[Bounding-box records]
______

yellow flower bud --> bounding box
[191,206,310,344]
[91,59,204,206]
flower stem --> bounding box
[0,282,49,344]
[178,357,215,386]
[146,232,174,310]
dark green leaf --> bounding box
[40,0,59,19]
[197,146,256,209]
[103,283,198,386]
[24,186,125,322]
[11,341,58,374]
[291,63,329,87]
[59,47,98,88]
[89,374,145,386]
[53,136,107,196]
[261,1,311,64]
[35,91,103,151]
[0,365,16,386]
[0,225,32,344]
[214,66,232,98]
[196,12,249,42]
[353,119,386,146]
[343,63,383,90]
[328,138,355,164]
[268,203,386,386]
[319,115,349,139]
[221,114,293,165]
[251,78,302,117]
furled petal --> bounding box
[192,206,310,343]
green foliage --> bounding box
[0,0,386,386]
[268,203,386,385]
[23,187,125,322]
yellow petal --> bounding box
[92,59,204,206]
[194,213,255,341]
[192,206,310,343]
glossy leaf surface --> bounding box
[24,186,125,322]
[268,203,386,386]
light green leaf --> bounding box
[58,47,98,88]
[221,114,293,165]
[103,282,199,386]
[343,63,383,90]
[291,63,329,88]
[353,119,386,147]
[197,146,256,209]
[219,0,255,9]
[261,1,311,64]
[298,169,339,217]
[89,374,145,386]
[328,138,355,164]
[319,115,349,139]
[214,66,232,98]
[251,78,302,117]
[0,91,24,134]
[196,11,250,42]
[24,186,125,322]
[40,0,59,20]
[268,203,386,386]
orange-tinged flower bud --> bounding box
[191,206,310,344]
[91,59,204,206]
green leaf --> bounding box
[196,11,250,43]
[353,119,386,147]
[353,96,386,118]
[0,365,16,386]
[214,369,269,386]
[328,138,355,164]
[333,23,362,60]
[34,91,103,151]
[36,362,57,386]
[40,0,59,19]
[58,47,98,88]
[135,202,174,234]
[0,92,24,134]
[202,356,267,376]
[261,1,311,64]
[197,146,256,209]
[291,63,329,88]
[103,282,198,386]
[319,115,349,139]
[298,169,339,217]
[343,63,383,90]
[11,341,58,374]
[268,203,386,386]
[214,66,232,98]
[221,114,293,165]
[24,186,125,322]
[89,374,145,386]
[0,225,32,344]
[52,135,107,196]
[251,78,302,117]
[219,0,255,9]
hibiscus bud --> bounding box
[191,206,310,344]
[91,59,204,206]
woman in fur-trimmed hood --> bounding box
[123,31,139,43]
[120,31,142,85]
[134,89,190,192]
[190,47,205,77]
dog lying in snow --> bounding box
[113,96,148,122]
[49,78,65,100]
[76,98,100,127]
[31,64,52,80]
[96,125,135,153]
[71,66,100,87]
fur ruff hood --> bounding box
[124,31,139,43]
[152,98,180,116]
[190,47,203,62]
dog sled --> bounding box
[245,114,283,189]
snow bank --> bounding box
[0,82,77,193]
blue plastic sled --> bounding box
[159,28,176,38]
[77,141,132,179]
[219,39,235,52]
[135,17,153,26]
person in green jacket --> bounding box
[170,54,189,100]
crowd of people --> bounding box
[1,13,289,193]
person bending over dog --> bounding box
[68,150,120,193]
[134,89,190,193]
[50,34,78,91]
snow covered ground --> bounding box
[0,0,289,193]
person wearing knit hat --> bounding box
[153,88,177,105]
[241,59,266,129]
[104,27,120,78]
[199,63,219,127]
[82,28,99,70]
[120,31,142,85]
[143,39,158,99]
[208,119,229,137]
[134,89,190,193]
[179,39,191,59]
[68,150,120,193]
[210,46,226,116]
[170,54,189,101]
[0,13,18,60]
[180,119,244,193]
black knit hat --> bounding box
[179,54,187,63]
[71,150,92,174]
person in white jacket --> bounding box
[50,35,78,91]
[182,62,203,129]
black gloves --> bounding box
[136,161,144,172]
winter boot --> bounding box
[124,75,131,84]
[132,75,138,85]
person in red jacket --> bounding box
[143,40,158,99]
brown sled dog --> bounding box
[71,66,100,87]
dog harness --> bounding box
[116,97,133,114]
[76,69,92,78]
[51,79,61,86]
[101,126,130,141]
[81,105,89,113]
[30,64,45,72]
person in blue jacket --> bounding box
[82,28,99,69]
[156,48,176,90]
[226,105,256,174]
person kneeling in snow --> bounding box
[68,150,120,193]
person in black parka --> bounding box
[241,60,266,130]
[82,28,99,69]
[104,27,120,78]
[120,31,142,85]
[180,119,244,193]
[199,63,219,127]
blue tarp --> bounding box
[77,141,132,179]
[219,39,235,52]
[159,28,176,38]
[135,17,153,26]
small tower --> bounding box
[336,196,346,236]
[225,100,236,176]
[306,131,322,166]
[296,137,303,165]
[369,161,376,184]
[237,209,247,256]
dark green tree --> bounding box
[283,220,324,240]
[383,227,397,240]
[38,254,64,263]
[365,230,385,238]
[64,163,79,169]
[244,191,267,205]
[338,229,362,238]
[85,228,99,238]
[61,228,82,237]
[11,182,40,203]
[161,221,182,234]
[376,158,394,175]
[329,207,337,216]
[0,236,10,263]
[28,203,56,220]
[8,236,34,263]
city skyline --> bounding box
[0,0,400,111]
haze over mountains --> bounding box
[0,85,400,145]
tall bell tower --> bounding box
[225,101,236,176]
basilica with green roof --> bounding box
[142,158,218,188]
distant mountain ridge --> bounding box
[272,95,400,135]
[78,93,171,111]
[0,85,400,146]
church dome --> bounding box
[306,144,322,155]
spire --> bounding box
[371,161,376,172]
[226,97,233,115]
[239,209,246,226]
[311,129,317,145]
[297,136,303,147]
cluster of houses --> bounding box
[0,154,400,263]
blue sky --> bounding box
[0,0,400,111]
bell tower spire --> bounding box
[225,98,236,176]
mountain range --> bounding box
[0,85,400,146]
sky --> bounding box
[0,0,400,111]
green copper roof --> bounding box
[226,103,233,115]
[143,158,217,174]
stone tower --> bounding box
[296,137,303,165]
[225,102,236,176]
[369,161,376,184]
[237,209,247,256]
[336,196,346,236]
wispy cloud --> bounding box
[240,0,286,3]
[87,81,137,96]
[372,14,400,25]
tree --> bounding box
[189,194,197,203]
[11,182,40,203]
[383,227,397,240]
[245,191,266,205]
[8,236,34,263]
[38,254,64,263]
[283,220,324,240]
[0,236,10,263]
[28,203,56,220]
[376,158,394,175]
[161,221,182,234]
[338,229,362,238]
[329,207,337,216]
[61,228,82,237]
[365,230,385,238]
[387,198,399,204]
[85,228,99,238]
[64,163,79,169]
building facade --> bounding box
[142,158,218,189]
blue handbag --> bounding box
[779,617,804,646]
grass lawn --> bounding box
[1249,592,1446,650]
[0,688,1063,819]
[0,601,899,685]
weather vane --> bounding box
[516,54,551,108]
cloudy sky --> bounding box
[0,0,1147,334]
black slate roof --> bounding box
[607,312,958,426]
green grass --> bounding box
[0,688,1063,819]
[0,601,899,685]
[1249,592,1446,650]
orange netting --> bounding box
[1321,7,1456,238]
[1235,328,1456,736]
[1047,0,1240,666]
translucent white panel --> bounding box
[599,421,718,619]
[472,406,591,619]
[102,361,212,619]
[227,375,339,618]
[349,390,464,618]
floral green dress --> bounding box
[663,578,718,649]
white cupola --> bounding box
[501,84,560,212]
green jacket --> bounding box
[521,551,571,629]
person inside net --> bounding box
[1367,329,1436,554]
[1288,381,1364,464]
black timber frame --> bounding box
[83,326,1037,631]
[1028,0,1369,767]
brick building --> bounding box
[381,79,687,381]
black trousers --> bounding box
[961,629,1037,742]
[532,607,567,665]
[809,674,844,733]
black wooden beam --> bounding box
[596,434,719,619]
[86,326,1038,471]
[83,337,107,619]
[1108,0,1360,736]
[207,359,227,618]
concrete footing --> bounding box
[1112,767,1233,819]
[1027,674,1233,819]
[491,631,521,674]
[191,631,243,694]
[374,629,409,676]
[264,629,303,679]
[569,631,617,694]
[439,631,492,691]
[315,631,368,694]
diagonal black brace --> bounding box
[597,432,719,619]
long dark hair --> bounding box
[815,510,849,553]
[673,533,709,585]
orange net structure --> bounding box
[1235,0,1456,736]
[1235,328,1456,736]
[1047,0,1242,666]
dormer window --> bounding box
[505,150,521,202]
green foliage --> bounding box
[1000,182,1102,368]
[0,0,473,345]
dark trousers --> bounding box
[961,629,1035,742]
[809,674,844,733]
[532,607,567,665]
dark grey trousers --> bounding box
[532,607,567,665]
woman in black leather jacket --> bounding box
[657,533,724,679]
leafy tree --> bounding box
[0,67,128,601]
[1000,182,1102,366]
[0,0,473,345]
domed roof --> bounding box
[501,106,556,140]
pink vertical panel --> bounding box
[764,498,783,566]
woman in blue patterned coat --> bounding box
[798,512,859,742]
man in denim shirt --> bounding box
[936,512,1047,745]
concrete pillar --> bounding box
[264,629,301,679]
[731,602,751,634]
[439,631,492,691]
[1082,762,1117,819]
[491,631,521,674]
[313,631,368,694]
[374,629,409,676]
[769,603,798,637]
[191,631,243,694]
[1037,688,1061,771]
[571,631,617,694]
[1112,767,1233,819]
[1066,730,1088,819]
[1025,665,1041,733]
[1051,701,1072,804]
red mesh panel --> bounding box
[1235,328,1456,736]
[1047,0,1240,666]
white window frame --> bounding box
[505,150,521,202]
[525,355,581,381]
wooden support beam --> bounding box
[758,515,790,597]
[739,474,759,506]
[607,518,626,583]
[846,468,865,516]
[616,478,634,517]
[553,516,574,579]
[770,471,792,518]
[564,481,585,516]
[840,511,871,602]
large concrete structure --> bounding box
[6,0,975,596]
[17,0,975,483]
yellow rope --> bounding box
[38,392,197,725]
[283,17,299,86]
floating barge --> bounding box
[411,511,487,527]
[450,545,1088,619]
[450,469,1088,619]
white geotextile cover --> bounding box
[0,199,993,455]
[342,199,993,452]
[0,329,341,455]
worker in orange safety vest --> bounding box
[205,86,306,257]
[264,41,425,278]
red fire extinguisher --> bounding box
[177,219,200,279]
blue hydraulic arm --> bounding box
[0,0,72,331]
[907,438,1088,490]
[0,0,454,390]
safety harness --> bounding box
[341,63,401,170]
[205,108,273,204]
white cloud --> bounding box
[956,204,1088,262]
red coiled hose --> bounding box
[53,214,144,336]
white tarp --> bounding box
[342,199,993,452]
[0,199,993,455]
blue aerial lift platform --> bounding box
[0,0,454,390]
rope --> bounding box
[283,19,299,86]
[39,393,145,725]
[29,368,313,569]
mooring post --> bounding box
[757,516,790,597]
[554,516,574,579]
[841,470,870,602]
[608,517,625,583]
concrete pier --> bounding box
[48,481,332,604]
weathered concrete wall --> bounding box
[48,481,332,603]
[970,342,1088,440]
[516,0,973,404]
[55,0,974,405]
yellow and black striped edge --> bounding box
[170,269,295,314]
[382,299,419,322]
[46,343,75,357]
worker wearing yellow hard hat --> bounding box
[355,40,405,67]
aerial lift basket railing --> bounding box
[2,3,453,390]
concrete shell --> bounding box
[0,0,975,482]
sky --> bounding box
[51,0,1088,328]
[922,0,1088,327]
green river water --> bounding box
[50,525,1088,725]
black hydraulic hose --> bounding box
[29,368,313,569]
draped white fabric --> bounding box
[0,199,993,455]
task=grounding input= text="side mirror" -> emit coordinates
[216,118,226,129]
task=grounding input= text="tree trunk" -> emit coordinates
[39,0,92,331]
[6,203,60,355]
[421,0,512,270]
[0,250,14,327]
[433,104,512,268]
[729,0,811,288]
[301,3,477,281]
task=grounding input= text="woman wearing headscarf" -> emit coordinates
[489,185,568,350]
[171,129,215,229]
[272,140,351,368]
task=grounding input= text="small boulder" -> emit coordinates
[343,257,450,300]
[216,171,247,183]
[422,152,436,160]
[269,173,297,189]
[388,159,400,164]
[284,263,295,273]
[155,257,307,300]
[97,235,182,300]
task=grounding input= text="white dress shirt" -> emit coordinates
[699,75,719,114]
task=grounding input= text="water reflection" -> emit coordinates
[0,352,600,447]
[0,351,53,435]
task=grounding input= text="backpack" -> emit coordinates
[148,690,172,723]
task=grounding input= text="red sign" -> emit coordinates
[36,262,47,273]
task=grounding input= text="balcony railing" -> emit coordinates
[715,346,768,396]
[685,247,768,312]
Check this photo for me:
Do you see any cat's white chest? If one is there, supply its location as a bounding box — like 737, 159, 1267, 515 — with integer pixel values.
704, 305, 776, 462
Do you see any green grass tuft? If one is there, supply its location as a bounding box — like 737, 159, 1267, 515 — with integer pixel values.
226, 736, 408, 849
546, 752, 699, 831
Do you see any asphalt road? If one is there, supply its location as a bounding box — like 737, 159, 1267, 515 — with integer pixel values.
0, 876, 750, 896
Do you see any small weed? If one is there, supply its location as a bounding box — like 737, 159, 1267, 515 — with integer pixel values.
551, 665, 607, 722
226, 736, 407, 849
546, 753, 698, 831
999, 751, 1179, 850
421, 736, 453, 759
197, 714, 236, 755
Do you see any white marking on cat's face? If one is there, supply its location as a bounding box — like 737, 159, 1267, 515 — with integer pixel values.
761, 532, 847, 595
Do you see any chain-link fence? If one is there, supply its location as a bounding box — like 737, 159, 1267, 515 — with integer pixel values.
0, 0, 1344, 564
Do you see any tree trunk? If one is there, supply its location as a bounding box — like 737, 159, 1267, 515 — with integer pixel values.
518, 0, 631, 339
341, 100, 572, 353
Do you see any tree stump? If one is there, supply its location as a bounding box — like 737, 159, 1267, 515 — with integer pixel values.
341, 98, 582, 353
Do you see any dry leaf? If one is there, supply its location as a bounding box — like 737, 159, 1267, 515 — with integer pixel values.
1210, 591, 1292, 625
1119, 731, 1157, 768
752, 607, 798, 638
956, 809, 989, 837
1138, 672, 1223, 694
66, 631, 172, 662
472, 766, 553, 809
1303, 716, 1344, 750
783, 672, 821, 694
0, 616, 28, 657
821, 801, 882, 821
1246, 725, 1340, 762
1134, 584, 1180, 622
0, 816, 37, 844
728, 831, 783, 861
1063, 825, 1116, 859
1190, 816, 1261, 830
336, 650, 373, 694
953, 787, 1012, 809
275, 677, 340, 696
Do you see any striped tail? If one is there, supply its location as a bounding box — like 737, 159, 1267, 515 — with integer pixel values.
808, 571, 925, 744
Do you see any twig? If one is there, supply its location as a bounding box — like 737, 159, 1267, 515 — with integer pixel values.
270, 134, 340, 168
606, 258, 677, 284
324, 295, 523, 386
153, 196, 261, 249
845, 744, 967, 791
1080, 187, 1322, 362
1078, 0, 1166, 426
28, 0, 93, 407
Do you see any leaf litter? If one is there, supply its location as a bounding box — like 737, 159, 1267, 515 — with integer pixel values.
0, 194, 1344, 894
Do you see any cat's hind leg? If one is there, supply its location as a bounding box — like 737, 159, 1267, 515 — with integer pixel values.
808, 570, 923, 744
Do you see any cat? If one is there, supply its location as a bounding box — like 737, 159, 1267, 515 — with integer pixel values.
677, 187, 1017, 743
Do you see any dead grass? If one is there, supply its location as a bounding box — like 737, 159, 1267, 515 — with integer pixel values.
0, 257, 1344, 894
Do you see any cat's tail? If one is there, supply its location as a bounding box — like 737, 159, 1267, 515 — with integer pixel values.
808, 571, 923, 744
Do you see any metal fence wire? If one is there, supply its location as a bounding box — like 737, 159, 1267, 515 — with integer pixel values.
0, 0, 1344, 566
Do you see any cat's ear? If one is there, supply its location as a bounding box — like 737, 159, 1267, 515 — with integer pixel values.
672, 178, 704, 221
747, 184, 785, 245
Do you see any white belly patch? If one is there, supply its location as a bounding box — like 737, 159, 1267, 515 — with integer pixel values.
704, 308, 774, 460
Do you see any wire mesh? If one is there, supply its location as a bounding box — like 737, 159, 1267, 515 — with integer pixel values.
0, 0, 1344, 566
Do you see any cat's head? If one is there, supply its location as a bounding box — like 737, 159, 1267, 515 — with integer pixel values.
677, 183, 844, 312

______

Copy out the listing lines starting at the one containing "black wooden beam --> bounding box" and ending at the one containing "[597,432,719,619]", both included.

black wooden beam --> bounding box
[596,434,719,619]
[86,326,1038,471]
[83,337,107,619]
[1108,0,1360,736]
[207,359,227,618]
concrete footing --> bounding box
[1112,767,1233,819]
[1027,674,1233,819]
[491,631,521,674]
[191,631,243,694]
[374,629,409,676]
[264,629,303,679]
[569,631,617,694]
[439,631,492,691]
[315,631,368,694]
diagonal black brace --> bounding box
[597,432,719,619]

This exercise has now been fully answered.